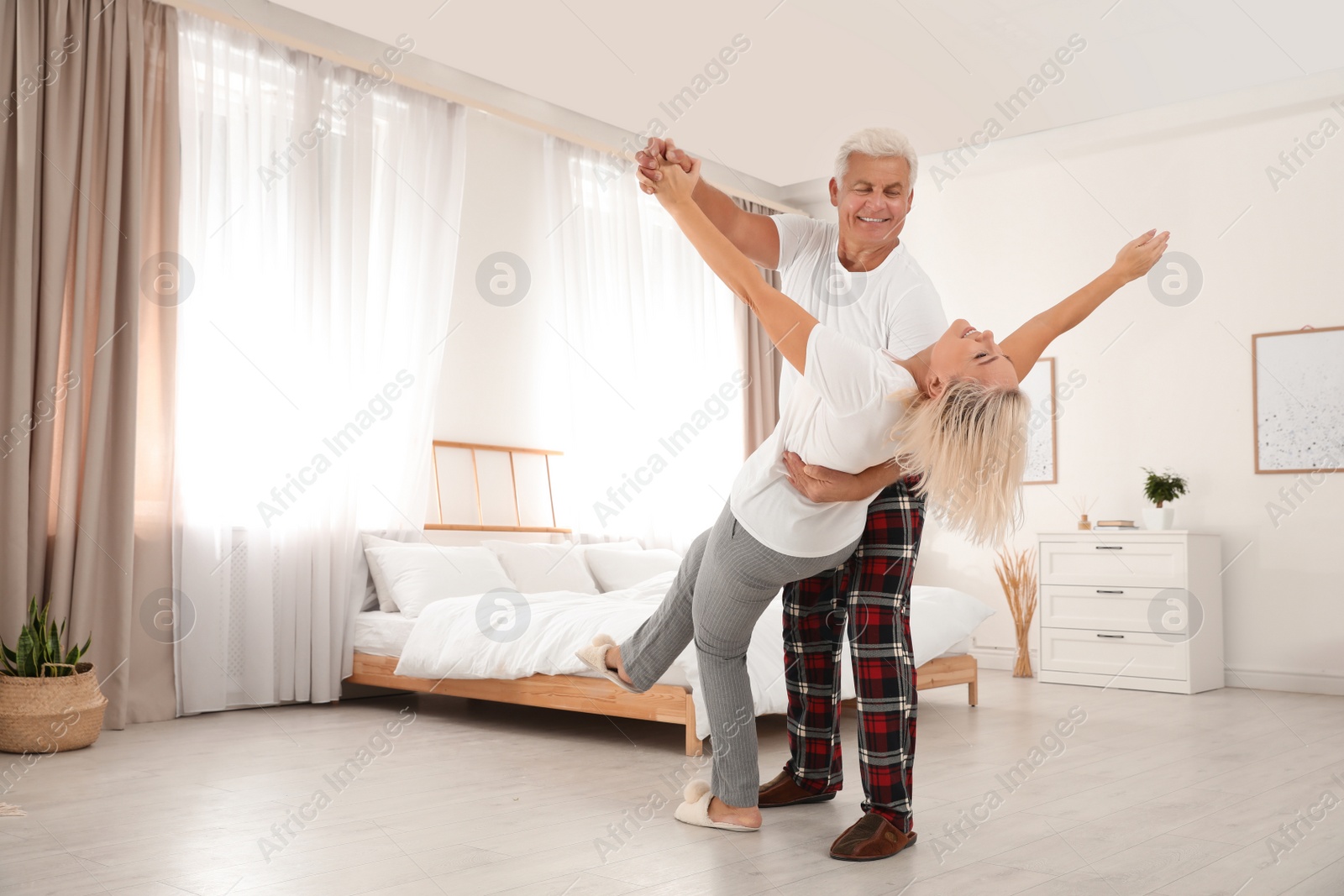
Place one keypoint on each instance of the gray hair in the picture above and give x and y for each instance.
(879, 143)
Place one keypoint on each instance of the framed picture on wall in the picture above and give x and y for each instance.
(1042, 452)
(1297, 385)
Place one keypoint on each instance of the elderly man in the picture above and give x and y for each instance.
(858, 277)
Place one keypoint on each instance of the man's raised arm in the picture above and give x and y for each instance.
(753, 235)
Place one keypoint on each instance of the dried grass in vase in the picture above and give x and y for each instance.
(1018, 577)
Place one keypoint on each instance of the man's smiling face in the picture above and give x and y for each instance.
(873, 201)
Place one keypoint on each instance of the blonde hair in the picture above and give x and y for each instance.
(968, 446)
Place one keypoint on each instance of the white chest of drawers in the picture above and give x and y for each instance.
(1132, 609)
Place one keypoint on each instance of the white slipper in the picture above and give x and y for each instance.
(595, 658)
(696, 810)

***

## WHAT TO DO
Respond with an exact reproduction of the lines running from the one that contains "Place one keypoint on each instance of the white chest" through the end of the material.

## WRITTEN REPLY
Place one keypoint on each instance of the white chest of drawers in the picture above and give x and y for each instance.
(1132, 609)
Place one keypoint on each instance of the white slipper in the picture above and give x and y for each instance.
(595, 658)
(696, 810)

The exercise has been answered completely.